-- 文書の抜粋 --
**********

今は安定した収入があったとしてもこの先どうなるかは分かりませんよね。
コロナ禍ということもあり、 将来に備えておきたいと思う方は多いと思います。生活防衛資金はそんな不測の事態に備えるためのお金です。
ではこの生活防衛資金、一体いくらあればいいのでしょうか?
この点についてどうも様々な意見があるようなので、それぞれの主張をまとめてみたいと思います。
生活防衛資金とは?
そもそも生活防衛資金とは何なのでしょうか?
これは投資家たちの間でよく使われる用語で、保有資産のうち投資に回さない現金のことです。
自分の余力のうちいくら投資に回すのか?と考えたときに、手元に残しておくべき現金のことを表します。無リスク資産と言い換えることもできるでしょう。
つまり、現金、普通預金、定期預金のことを指します。
生活防衛資金という言葉の由来は?

**********

-- 保存済みのデータ項目 --
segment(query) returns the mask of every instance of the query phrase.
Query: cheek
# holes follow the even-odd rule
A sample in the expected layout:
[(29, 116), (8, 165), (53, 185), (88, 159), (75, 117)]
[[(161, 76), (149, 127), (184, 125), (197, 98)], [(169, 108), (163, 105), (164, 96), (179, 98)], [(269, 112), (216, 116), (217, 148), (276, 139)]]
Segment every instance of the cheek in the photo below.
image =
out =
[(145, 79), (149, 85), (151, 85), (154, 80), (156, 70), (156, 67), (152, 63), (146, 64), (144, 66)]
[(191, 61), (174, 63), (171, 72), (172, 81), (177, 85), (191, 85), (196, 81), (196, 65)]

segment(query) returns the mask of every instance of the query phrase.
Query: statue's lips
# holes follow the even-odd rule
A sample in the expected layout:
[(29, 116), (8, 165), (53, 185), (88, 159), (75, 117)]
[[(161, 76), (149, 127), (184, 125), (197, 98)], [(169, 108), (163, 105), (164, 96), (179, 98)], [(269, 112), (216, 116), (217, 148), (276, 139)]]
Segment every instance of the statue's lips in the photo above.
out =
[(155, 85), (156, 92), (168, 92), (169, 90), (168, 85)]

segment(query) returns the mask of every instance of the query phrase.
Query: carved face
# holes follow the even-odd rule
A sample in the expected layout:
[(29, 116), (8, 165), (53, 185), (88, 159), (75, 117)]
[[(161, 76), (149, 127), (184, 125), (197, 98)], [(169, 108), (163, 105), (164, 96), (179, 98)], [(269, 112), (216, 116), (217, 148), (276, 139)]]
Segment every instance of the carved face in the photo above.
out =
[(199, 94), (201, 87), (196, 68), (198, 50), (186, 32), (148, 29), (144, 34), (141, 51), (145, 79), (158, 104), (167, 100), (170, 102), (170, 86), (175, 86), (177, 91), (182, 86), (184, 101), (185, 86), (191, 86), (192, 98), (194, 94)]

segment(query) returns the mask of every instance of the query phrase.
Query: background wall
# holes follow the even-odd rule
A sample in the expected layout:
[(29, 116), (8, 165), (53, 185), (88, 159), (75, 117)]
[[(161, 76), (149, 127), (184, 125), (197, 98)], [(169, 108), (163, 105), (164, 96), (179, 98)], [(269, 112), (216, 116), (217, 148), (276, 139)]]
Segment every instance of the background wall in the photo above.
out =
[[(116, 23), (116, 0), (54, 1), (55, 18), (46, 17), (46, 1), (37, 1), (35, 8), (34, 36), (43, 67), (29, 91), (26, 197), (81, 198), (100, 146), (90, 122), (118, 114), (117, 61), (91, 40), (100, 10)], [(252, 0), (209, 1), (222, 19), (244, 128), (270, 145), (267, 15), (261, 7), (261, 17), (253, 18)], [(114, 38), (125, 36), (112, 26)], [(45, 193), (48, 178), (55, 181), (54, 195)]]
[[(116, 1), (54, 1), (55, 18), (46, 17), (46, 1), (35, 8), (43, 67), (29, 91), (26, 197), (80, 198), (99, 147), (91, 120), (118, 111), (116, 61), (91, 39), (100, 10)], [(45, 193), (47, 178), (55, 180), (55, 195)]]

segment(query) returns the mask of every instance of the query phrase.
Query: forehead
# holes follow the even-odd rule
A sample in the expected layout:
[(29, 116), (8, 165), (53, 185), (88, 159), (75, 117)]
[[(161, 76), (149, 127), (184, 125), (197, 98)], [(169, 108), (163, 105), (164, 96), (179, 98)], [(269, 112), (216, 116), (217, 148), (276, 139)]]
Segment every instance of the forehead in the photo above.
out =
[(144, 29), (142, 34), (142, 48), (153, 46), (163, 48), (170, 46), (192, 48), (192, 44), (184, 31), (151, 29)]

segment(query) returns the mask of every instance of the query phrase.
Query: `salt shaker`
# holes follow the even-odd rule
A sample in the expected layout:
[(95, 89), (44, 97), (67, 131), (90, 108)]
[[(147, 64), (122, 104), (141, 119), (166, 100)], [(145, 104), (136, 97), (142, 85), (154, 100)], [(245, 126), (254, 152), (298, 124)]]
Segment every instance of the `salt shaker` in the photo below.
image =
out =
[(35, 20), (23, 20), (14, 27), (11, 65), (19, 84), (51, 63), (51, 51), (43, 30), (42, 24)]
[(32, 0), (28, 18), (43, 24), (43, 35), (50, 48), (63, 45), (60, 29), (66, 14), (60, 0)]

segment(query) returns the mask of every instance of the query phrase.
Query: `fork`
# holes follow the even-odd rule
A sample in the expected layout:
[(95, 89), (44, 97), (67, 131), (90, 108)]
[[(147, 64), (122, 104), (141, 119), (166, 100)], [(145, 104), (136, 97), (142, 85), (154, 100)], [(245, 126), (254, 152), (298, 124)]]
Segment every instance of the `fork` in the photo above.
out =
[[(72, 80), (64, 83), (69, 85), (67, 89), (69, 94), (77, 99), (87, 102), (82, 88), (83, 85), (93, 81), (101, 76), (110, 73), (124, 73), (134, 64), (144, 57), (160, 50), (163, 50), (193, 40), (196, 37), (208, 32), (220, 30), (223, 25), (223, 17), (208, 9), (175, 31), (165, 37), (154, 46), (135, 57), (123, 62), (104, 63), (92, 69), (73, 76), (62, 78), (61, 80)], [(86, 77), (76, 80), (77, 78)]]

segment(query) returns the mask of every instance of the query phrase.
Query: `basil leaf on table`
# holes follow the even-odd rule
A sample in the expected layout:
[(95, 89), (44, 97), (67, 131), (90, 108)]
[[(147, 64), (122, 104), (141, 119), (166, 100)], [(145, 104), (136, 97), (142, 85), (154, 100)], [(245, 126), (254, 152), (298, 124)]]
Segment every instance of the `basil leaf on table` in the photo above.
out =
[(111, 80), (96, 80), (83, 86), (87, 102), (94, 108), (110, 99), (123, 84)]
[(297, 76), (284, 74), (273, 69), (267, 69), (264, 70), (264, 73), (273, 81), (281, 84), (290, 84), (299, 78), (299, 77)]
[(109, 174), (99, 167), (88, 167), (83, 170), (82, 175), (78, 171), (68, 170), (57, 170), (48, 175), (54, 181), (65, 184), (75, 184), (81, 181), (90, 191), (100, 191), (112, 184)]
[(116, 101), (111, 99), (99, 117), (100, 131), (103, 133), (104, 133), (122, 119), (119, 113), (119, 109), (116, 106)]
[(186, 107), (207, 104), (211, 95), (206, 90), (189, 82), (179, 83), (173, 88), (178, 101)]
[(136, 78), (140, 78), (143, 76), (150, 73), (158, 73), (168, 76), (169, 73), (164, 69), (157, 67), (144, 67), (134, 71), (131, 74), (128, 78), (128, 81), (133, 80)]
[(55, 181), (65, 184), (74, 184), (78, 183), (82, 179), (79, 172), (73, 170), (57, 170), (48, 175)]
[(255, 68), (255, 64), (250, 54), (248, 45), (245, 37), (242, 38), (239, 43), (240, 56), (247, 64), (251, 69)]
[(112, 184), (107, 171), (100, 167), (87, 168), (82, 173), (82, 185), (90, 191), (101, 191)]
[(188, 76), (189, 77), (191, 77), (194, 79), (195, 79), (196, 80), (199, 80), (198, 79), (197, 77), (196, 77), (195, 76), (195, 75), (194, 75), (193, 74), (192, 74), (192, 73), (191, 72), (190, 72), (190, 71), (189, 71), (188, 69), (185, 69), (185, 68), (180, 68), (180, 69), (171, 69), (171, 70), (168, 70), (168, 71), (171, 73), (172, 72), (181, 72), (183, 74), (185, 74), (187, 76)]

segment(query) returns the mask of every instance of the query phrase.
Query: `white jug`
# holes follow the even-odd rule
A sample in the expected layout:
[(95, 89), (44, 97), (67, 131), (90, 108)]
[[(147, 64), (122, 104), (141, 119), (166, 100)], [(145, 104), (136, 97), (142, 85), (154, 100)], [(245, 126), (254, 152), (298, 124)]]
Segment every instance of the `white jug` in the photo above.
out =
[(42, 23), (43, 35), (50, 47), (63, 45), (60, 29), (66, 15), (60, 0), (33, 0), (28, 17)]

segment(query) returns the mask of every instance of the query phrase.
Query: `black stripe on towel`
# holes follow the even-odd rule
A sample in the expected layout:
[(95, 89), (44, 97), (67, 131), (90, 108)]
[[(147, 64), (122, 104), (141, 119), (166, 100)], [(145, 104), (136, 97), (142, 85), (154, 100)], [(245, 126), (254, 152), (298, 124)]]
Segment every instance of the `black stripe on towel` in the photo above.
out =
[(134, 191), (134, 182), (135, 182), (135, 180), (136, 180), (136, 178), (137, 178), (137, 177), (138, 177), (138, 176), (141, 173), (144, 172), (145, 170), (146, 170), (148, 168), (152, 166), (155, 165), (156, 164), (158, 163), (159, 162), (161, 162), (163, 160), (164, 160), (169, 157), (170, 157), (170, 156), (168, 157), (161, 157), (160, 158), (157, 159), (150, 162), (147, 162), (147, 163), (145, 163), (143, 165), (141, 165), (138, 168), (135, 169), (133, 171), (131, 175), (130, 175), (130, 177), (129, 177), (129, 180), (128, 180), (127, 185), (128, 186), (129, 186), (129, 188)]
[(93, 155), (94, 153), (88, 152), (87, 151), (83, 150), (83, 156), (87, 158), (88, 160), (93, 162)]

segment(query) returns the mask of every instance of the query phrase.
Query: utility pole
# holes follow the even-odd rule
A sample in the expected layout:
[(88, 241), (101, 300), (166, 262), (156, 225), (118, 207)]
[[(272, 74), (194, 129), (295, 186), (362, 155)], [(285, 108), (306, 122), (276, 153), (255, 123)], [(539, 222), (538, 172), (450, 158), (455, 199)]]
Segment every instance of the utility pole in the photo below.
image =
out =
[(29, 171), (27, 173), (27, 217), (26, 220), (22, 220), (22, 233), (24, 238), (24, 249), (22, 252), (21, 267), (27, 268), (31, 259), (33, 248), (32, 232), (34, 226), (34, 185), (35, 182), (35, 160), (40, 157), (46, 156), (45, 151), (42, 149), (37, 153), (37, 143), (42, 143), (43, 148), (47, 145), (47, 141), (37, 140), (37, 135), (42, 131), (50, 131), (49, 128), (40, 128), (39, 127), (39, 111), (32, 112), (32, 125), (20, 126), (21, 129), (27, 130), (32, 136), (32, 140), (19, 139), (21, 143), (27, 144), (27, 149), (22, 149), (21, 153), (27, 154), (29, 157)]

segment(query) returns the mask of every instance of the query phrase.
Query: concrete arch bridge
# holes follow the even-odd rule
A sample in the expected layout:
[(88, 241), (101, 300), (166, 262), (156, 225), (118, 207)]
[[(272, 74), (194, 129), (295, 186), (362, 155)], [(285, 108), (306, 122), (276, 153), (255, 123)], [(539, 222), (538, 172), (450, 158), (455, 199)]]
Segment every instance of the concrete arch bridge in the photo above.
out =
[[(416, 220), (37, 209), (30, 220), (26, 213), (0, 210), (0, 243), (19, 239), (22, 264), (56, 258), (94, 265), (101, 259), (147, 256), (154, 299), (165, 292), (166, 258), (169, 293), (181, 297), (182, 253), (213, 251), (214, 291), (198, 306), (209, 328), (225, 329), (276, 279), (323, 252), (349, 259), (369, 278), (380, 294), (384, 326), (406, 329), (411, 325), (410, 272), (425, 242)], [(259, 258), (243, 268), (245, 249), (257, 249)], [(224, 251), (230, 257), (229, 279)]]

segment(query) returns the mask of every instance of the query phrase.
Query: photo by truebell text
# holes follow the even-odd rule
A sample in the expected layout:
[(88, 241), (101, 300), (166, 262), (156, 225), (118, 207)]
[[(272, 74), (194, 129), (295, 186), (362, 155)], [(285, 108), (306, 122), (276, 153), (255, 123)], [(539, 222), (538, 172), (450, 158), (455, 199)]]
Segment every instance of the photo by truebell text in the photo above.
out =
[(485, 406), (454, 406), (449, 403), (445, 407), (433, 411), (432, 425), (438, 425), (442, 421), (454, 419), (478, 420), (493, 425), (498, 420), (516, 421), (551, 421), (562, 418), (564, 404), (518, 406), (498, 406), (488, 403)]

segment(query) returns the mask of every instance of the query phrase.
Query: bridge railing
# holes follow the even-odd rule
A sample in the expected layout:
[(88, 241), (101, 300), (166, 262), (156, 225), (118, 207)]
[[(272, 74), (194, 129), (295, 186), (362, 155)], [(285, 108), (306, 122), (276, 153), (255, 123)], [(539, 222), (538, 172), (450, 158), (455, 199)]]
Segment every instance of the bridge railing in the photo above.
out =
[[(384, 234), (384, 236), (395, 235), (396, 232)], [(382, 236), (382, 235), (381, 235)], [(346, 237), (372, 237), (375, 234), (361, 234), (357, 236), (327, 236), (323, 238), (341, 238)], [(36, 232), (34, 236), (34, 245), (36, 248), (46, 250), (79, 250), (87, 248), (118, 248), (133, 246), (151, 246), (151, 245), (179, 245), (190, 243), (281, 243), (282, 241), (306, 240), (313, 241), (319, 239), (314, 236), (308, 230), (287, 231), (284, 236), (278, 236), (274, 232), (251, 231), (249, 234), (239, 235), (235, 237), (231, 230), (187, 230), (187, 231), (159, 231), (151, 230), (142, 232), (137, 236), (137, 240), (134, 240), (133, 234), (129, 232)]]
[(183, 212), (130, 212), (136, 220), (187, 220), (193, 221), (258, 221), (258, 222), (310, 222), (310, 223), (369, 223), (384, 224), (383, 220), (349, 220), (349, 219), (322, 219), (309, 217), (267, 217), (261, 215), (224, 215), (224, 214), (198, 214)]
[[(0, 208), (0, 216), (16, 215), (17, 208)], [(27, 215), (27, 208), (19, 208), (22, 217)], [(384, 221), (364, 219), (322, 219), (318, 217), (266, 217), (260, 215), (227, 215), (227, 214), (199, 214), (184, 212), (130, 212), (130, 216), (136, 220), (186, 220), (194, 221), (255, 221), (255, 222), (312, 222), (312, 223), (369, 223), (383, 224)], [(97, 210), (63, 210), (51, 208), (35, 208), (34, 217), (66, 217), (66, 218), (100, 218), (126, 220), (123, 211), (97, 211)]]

**********

-- 練習問題 A --
生活防衛資金についての文章から、「コロナ禍ということもあり、 将来に備えて」で始まり「そもそも生活防衛資金とは何なのでしょうか?」で終わる部分をそのまま返してください。
-- 練習問題 B --
生活防衛資金についての文章に基づいて答えてください。
(i) 生活防衛資金は何に備えるためのお金ですか?
(ii) 生活防衛資金という用語は、どのような人たちの間でよく使われていますか?
(iii) 生活防衛資金は具体的に何を指しますか?

-- 解答例 A --
コロナ禍ということもあり、 将来に備えておきたいと思う方は多いと思います。生活防衛資金はそんな不測の事態に備えるためのお金です。
ではこの生活防衛資金、一体いくらあればいいのでしょうか?
この点についてどうも様々な意見があるようなので、それぞれの主張をまとめてみたいと思います。
生活防衛資金とは?
そもそも生活防衛資金とは何なのでしょうか?

-- 解答例 B --
(i) 不測の事態
(ii) 投資家たち
(iii) 現金、普通預金、定期預金